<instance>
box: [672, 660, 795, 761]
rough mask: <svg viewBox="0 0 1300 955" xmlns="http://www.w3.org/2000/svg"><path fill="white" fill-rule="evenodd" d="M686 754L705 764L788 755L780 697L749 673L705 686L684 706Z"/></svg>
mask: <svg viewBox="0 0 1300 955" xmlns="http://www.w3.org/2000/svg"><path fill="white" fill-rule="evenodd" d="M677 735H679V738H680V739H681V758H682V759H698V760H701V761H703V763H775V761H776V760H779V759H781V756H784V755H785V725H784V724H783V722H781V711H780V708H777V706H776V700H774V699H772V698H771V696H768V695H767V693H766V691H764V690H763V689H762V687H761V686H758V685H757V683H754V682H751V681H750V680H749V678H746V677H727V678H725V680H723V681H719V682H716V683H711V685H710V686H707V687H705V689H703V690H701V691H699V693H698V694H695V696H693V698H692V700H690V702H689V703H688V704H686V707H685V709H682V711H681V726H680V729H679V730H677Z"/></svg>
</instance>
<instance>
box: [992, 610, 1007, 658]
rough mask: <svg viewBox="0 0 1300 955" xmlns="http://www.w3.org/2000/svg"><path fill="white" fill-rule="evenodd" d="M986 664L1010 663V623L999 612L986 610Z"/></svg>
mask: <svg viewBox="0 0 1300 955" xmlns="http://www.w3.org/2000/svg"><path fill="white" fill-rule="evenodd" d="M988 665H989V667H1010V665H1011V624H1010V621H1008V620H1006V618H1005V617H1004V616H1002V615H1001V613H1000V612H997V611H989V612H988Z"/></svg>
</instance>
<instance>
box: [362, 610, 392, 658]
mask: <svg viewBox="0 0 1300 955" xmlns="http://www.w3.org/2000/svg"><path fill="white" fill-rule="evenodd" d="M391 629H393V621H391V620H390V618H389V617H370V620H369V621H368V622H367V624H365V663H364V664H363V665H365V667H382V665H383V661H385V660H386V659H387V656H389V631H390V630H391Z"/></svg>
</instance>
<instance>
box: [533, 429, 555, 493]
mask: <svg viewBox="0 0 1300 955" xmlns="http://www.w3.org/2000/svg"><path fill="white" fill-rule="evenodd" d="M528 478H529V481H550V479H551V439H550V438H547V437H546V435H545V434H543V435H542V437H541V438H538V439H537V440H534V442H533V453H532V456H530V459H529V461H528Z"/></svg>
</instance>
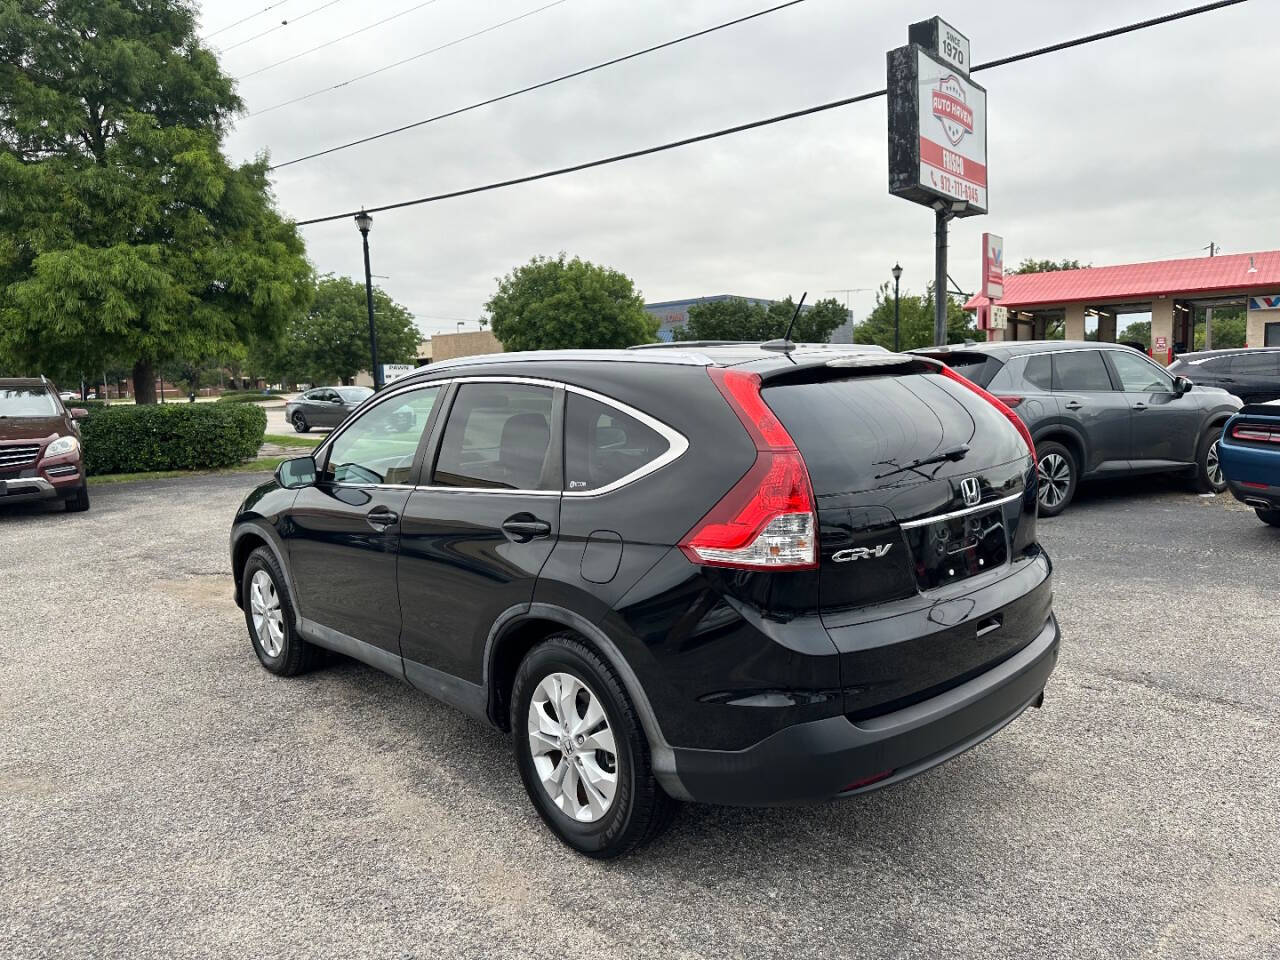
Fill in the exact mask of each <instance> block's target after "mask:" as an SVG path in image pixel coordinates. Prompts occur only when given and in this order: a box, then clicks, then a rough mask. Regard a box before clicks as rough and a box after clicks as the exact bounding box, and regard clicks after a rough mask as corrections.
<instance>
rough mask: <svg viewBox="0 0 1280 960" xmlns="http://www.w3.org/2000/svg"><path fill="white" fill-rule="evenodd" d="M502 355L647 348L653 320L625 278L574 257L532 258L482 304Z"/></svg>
mask: <svg viewBox="0 0 1280 960" xmlns="http://www.w3.org/2000/svg"><path fill="white" fill-rule="evenodd" d="M485 310H488V311H489V323H490V325H492V328H493V334H494V337H497V338H498V339H499V340H502V346H503V347H504V348H506V349H512V351H516V349H564V348H575V347H576V348H611V347H632V346H635V344H637V343H652V342H653V340H654V338H655V337H657V335H658V323H659V321H658V320H657V319H655V317H652V316H649V315H648V314H646V312H644V297H643V296H640V292H639V291H636V288H635V284H634V283H632V282H631V278H630V276H627V275H626V274H621V273H618V271H617V270H611V269H609V268H607V266H596V265H595V264H590V262H588V261H585V260H580V259H579V257H573V259H572V260H567V259H566V255H564V253H561V255H559V256H557V257H556V259H552V257H534V259H532V260H530V261H529V262H527V264H525V265H524V266H517V268H516V269H515V270H512V271H511V273H509V274H507V275H506V276H503V278H502V279H500V280H498V291H497V292H495V293H494V294H493V297H490V300H489V302H488V303H485Z"/></svg>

◆ ◆ ◆ ◆

» ASSIGNED TASK: Retype the records verbatim, but not their images.

» TASK RESPONSE:
<instance>
box: [672, 660, 795, 761]
rough mask: <svg viewBox="0 0 1300 955" xmlns="http://www.w3.org/2000/svg"><path fill="white" fill-rule="evenodd" d="M686 754L705 764L788 755L780 697L749 673L705 686L684 706Z"/></svg>
mask: <svg viewBox="0 0 1300 955" xmlns="http://www.w3.org/2000/svg"><path fill="white" fill-rule="evenodd" d="M677 735H679V738H680V739H681V758H682V759H698V760H701V761H703V763H775V761H776V760H779V759H781V756H784V755H785V725H784V724H783V722H781V711H780V708H777V706H776V700H774V699H772V698H771V696H768V695H767V693H766V691H764V690H763V689H762V687H761V686H758V685H757V683H754V682H751V681H750V680H749V678H746V677H727V678H725V680H723V681H719V682H716V683H711V685H710V686H707V687H705V689H703V690H701V691H699V693H698V694H695V696H693V698H692V700H690V702H689V703H688V704H686V707H685V709H682V711H681V726H680V729H679V730H677Z"/></svg>
</instance>
<instance>
box: [992, 610, 1007, 658]
rough mask: <svg viewBox="0 0 1300 955" xmlns="http://www.w3.org/2000/svg"><path fill="white" fill-rule="evenodd" d="M986 664L1010 663V623L999 612L986 610Z"/></svg>
mask: <svg viewBox="0 0 1300 955" xmlns="http://www.w3.org/2000/svg"><path fill="white" fill-rule="evenodd" d="M988 665H989V667H1010V665H1011V624H1010V621H1008V620H1006V618H1005V617H1004V616H1002V615H1001V613H1000V612H997V611H989V612H988Z"/></svg>
</instance>
<instance>
box: [362, 610, 392, 658]
mask: <svg viewBox="0 0 1300 955" xmlns="http://www.w3.org/2000/svg"><path fill="white" fill-rule="evenodd" d="M391 629H393V621H391V620H390V618H389V617H370V620H369V621H368V622H367V624H365V663H364V664H363V665H365V667H382V665H383V661H385V660H386V659H387V656H389V631H390V630H391Z"/></svg>
</instance>
<instance>
box: [533, 429, 555, 493]
mask: <svg viewBox="0 0 1300 955" xmlns="http://www.w3.org/2000/svg"><path fill="white" fill-rule="evenodd" d="M528 478H529V481H550V479H551V439H550V438H547V437H546V435H545V434H543V435H542V437H541V438H538V439H537V440H534V442H533V453H532V456H530V459H529V461H528Z"/></svg>
</instance>
Fill in the exact mask of each <instance> block's target after "mask:" as an SVG path in image pixel coordinates. Prompts occur only when given and in this order: a box, then clicks, then a rough mask. Regard a box before clicks as rough and a box after clicks as the exact bounding box, and regard clicks after a rough mask as corrections.
<instance>
rough mask: <svg viewBox="0 0 1280 960" xmlns="http://www.w3.org/2000/svg"><path fill="white" fill-rule="evenodd" d="M502 355L647 348L653 320L625 278L574 257L532 258L482 304Z"/></svg>
mask: <svg viewBox="0 0 1280 960" xmlns="http://www.w3.org/2000/svg"><path fill="white" fill-rule="evenodd" d="M485 310H488V311H489V323H490V325H492V328H493V334H494V337H497V338H498V339H499V340H502V346H503V347H504V348H506V349H512V351H516V349H564V348H575V347H576V348H611V347H632V346H635V344H637V343H652V342H653V340H654V338H655V337H657V335H658V323H659V321H658V320H657V319H655V317H652V316H649V315H648V314H646V312H644V297H643V296H640V292H639V291H636V288H635V284H634V283H632V282H631V278H630V276H627V275H626V274H621V273H618V271H617V270H611V269H609V268H607V266H596V265H595V264H590V262H588V261H585V260H580V259H579V257H573V259H572V260H567V259H566V255H564V253H561V255H559V256H557V257H556V259H552V257H534V259H532V260H530V261H529V262H527V264H525V265H524V266H517V268H516V269H515V270H512V271H511V273H509V274H507V275H506V276H503V278H502V279H500V280H498V291H497V292H495V293H494V294H493V297H490V300H489V302H488V303H485Z"/></svg>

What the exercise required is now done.